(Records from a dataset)
##############################

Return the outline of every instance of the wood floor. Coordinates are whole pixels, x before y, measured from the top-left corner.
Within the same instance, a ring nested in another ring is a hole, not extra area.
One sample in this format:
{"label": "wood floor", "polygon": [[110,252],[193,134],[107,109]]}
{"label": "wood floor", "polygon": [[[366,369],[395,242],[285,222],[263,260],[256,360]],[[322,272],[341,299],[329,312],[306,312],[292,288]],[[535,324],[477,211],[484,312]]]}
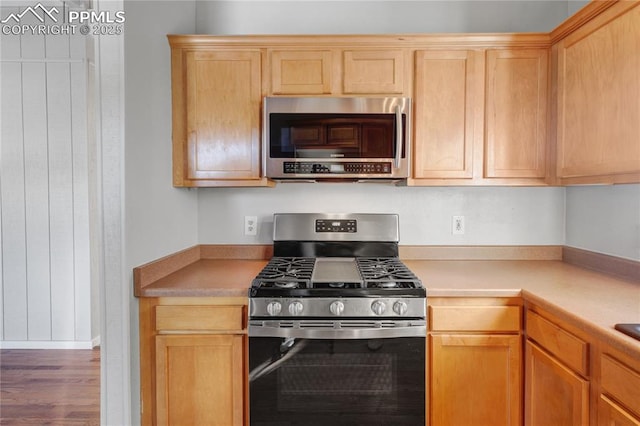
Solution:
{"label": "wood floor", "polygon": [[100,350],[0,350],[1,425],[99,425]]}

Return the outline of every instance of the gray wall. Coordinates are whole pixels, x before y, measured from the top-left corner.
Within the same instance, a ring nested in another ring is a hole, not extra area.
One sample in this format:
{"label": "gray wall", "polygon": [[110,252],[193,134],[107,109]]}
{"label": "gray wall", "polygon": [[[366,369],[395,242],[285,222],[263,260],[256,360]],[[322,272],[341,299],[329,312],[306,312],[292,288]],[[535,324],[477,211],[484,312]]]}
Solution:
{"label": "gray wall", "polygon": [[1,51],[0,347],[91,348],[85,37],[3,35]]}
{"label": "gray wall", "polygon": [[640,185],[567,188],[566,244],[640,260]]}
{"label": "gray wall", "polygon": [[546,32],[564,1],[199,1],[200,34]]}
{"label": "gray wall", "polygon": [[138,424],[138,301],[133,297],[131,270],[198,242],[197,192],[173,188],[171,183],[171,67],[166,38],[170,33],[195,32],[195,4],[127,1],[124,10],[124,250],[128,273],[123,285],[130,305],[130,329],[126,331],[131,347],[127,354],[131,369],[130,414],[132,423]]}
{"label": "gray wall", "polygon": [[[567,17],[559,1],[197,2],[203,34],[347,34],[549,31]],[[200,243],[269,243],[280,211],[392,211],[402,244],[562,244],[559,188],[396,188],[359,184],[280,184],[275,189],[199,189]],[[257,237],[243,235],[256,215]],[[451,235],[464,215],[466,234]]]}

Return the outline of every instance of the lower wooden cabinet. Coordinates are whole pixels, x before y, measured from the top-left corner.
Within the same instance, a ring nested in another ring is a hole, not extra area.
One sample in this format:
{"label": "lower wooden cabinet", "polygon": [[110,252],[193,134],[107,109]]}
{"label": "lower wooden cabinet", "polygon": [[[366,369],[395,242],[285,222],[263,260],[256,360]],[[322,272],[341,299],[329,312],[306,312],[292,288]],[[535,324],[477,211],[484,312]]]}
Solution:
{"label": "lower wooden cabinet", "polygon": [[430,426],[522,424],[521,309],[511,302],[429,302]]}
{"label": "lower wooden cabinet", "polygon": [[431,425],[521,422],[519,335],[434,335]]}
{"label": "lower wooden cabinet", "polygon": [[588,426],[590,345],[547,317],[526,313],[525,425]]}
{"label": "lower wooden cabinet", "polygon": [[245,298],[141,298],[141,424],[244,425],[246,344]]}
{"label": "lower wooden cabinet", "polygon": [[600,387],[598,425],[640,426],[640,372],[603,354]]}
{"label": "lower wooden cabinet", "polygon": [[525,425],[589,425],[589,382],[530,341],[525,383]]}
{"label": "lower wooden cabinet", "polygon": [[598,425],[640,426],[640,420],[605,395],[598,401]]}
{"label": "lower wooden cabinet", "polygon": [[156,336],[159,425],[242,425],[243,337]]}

##############################

GIVEN INSTRUCTION: Write out all of these lines again, swapping "whole pixels" for "integer pixels" and changing nothing else. Leave the pictures out.

FULL SOLUTION:
Return the outline of every instance of the wood floor. Coordinates are integer pixels, x before y, measured from the top-left corner.
Within the same instance, a ring nested in another ring is a hole, not extra area.
One sample in this format:
{"label": "wood floor", "polygon": [[110,252],[193,134],[107,109]]}
{"label": "wood floor", "polygon": [[[366,369],[395,242],[285,222],[263,260],[256,360]],[[322,272],[341,299],[329,312],[306,312],[292,288]],[[535,324],[477,211],[484,312]]]}
Solution:
{"label": "wood floor", "polygon": [[100,350],[0,350],[1,425],[99,425]]}

Return the outline of every instance of the gray wall. Coordinates are integer pixels, x before y, measured from the top-left corner.
Within the same instance, a ring nested in another ring is a hole, not extra area.
One sample in this format:
{"label": "gray wall", "polygon": [[110,252],[193,134],[107,109]]}
{"label": "gray wall", "polygon": [[[366,369],[395,242],[285,222],[263,260],[256,360]],[[322,272],[341,299],[329,312],[306,312],[292,288]],[[535,324],[477,211],[484,312]]]}
Solution:
{"label": "gray wall", "polygon": [[1,51],[0,347],[91,348],[85,37],[3,35]]}
{"label": "gray wall", "polygon": [[640,185],[567,188],[566,244],[640,260]]}
{"label": "gray wall", "polygon": [[546,32],[564,1],[199,1],[200,34]]}
{"label": "gray wall", "polygon": [[138,424],[138,301],[133,297],[131,270],[198,242],[197,192],[173,188],[171,183],[171,67],[166,38],[170,33],[195,32],[195,4],[127,1],[124,10],[124,250],[128,273],[123,285],[130,305],[130,329],[126,331],[131,347],[127,354],[131,369],[130,414],[132,423]]}
{"label": "gray wall", "polygon": [[[567,17],[559,1],[197,2],[203,34],[347,34],[549,31]],[[200,243],[269,243],[280,211],[392,211],[402,244],[562,244],[559,188],[396,188],[359,184],[280,184],[275,189],[199,189]],[[257,237],[243,235],[256,215]],[[451,235],[464,215],[466,234]]]}

Return the outline of every instance of the lower wooden cabinet. Coordinates are integer pixels, x before y, measured from the top-left corner.
Within the same instance, a ring nested in another ring is a hole, not extra area.
One sample in this format:
{"label": "lower wooden cabinet", "polygon": [[110,252],[193,134],[107,109]]}
{"label": "lower wooden cabinet", "polygon": [[[366,369],[395,242],[285,222],[263,260],[256,360]],[[322,272],[341,299],[329,312],[306,312],[292,288]],[[535,324],[477,211],[484,312]]]}
Solution:
{"label": "lower wooden cabinet", "polygon": [[430,426],[522,424],[521,309],[511,302],[429,302]]}
{"label": "lower wooden cabinet", "polygon": [[431,425],[521,422],[519,335],[434,335]]}
{"label": "lower wooden cabinet", "polygon": [[588,426],[590,345],[547,317],[526,313],[525,425]]}
{"label": "lower wooden cabinet", "polygon": [[245,298],[141,298],[141,424],[244,425],[246,344]]}
{"label": "lower wooden cabinet", "polygon": [[600,387],[598,425],[640,426],[640,372],[603,354]]}
{"label": "lower wooden cabinet", "polygon": [[525,425],[589,425],[589,382],[530,341],[525,383]]}
{"label": "lower wooden cabinet", "polygon": [[598,425],[640,426],[640,420],[605,395],[598,401]]}
{"label": "lower wooden cabinet", "polygon": [[156,336],[159,425],[242,425],[243,337]]}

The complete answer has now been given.